=== Selected excerpt ===
By Aurelia Schülen and Nicolas Volkhausen
Motivation and Background
While the outcomes of most public investments schemes are not completely foreseeable, the benefits of investing in education to both children and broader society could not be more clear: education is strongly correlated with improvements in health and nutrition, it is one of the best protections against poverty, and it fosters civic participation and democratization.
Although the importance of education to individuals and society is apparent, access to education differs substantially between and within countries. In particular in developing countries the access to education is extremely restricted. Looking at within country disparities, these barriers to education often disproportionately affect girls. In the 1970s the Indonesia’s central government launched the Sekolah Dasar INPRES program (henceforth SD INPRES), one of the largest primary school construction programs in history in order to counteract this trend of stagnating primary school enrollment rates. This large-scale construction program led many economists to study the numerous impacts on the Indonesian population by taking advantage of its form as a natural experiment.
===
* **Goal 1**
In the passage on Indonesia's school construction program, in which decade did the central government launch SD INPRES?
* **Goal 2**
List each benefit of education that the passage on Indonesia's school construction program names in its opening paragraph.
Rely only on the passage on Indonesia's school construction program.
=== Entries shown ===
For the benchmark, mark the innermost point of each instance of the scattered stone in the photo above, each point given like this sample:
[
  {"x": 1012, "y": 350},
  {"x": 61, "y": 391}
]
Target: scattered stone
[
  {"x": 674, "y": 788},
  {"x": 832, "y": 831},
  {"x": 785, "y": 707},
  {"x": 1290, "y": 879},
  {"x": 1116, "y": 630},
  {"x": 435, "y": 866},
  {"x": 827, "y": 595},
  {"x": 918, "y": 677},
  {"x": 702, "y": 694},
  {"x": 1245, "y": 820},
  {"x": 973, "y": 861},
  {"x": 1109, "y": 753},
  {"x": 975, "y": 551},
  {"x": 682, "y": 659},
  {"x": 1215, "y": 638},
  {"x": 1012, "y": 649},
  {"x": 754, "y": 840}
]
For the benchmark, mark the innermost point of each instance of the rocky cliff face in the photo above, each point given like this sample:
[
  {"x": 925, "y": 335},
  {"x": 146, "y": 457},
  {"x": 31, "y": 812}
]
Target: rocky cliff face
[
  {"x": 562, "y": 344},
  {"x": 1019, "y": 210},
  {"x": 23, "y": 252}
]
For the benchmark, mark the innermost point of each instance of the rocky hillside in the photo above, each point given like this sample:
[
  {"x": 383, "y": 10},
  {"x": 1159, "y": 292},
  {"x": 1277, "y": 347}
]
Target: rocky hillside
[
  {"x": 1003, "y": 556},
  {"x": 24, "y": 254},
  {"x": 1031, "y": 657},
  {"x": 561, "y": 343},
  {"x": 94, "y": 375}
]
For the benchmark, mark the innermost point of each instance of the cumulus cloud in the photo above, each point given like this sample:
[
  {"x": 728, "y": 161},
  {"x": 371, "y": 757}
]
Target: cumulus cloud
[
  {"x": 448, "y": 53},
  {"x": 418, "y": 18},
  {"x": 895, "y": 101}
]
===
* **Problem solution 1**
The 1970s.

* **Problem solution 2**
- Improvements in health and nutrition
- Protection against poverty
- Civic participation and democratization